Exercise set:
1. According to the energy harvester text, which parts change the leading edge direction of the foil/wing so that the lift direction is changed?
2. Reproduce verbatim the passage of the energy harvester text starting with "A reaction energy" and going on through "side supports 170.".

Extracted text:
================================
If the fluid flow 90 is reversed, similar to that found in a tidal basin where the tide comes in and goes out, the lift generated by the foil/wing 5 will be in the opposite direction desired. To generate power in both directions of flow 90, the foil/wing 5 can be reversed by changing the direction of the leading edge to maintain the lift in the same direction so as to drive the reciprocating mechanism so that it continues to create power.

A reaction energy harvester 11 for use in air or pneumatic flows according to the present invention is shown in FIGS. 6, 7, and 8. The reaction energy harvester 11 comprises inflow and outflow fluid (shown on FIG. 8), and a working foil/wing 105. The foil/wing is mounted inside a passage 195 formed by the inflow fluid channels 14 and the channel side walls 18 or ductwork that approximates such structure. The outflow fluid channels 16 are located at the downstream end of this passage 195 to direct flow 190 out of the reaction energy harvester 11. The foil/wing 105 is oriented transversely to the flow 190 through the passage 195 and is mounted for rotation, for example, via bearings 180 in side supports 170.

The foil/wing 105 is driven by the fluid flow and the creation of lift. This generation of lift when the flow 190 is concentrated through the channel 195 creates motion which can be used to drive the generator. This concentrating of fluid in the channel 195 accelerates the flow by funneling the fluid towards the foil/wing 105, thereby increasing the lift.

Referring to FIGS. 7 and 8, fluid flow 190 in the direction as indicated by the arrows, along the channel 195, causes the foil/wing 105 to raise up towards support 170 thereby rotating a frame 169 comprised of the foil/wing support 170 and a foil/wing support arm 175 about a pivot 173 in the direction up towards support 115. Rotation of the frame 169 about the pivot 173 causes the leading edge of the frame to rotate (up) toward the support 115 while correspondingly causing the trailing edge of the frame to rotate (down) in the direction away from the support. A counterweight 165 is attached to the foil/wing support 170 by a pin 155 and a cable 150. The cable 150 is guided in pulleys 145 and 146 rotatably mounted to the side walls of the channel. The cams 182 and 183 are used to change the leading edge direction of the foil/wing so that the lift direction is changed.

During operation of the reaction energy harvester 11, once the foil/wing 105 moves into a position behind the stall baffle 110 (relative to the direction of the flow 190), the flow is impeded and the cam 182 reverse the direction of the foil/wing to generate lift in the opposite direction. The resulting reverse flow combined with the impeded flow permits the stored energy in the counterweight 165 to return the frame 169 and the foil/wing 105 to the lower position where the cam 183 reverses the process and the foil/wing is driven up, thereby providing lift and starting the process over again. The present invention is not limited to the use of a counterweight 165 to return the frame 169 to the lower position, however, as the foil/wing 105 could be reversed to drive the frame 169 down into the lower position, as shown in FIG. 6.
================================
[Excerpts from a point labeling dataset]
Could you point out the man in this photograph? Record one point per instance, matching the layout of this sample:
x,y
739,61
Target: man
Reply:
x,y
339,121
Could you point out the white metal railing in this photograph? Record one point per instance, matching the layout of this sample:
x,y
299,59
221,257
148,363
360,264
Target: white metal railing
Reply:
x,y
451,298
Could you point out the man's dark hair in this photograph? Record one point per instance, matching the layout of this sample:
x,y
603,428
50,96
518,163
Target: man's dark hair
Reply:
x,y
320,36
================================
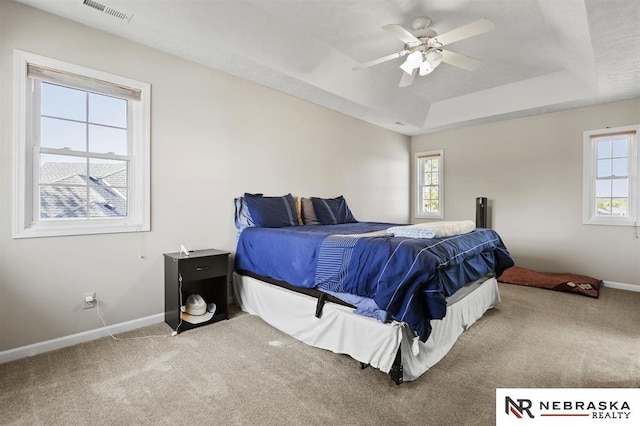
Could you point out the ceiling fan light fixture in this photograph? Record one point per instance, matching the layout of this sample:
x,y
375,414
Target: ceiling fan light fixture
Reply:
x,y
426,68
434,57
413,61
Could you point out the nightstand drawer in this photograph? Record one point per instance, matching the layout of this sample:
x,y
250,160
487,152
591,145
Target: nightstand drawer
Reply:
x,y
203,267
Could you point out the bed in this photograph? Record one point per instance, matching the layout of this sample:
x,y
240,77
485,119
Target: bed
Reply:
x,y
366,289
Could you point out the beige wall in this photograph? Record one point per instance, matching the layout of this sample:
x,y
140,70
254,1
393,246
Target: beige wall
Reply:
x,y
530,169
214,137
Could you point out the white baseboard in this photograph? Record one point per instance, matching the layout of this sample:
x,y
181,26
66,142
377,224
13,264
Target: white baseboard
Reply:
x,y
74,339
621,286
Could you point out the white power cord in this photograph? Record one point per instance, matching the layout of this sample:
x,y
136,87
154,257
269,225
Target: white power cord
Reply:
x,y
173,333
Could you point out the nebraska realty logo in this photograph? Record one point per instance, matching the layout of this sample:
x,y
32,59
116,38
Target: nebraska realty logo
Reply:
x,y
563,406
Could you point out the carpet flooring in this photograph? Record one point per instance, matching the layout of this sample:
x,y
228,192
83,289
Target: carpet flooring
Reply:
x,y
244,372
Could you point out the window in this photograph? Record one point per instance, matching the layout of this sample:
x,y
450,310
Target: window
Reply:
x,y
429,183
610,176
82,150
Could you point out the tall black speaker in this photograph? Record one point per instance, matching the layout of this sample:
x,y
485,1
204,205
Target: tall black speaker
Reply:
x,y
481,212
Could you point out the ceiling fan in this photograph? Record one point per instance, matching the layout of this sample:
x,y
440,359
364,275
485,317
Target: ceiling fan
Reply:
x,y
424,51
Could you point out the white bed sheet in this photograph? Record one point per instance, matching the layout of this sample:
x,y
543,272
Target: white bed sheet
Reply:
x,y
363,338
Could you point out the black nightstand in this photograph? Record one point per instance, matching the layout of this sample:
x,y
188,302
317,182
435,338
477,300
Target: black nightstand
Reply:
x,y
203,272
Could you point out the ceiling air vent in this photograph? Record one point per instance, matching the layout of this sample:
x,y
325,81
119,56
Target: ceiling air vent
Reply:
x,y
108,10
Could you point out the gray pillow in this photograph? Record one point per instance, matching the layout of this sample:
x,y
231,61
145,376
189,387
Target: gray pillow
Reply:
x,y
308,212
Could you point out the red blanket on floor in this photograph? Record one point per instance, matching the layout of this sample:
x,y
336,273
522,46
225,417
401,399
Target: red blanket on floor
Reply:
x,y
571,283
================================
Answers:
1. The cams 182 and 183.

2.
A reaction energy harvester 11 for use in air or pneumatic flows according to the present invention is shown in FIGS. 6, 7, and 8. The reaction energy harvester 11 comprises inflow and outflow fluid (shown on FIG. 8), and a working foil/wing 105. The foil/wing is mounted inside a passage 195 formed by the inflow fluid channels 14 and the channel side walls 18 or ductwork that approximates such structure. The outflow fluid channels 16 are located at the downstream end of this passage 195 to direct flow 190 out of the reaction energy harvester 11. The foil/wing 105 is oriented transversely to the flow 190 through the passage 195 and is mounted for rotation, for example, via bearings 180 in side supports 170.